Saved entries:
..........

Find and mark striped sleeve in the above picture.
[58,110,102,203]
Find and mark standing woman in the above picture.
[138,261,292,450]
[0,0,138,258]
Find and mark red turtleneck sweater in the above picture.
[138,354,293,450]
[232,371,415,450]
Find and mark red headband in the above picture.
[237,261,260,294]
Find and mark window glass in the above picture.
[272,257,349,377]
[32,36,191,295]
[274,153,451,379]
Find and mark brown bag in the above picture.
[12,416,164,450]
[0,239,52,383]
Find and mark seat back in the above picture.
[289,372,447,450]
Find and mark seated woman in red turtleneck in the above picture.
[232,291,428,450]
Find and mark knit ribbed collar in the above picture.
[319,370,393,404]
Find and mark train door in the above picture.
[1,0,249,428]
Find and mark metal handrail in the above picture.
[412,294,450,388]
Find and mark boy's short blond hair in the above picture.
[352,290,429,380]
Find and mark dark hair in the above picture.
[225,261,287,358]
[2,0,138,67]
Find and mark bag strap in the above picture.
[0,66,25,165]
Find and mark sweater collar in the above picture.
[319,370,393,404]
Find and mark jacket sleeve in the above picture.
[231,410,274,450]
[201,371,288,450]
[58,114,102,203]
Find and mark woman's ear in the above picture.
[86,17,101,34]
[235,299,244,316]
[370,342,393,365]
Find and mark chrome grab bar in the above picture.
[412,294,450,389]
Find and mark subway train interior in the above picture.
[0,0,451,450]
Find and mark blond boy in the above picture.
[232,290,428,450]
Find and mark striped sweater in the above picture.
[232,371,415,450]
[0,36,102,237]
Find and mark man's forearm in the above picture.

..........

• **SHORT EXERCISE**: Copy the rows above word for word, starting at the line that contains "Find and mark woman's" and ending with the last of the rows.

• **RESPONSE**:
Find and mark woman's ear in the above picture.
[86,17,101,34]
[235,299,244,316]
[370,342,393,365]
Find and mark chrome grab bar in the above picture.
[412,294,450,389]
Find and mark subway train interior in the above picture.
[0,0,451,450]
Find and mark blond boy in the above picture.
[232,290,428,450]
Find and mark striped sweater in the above picture.
[232,371,415,450]
[0,36,102,237]
Find and mark man's forearm in the above picture.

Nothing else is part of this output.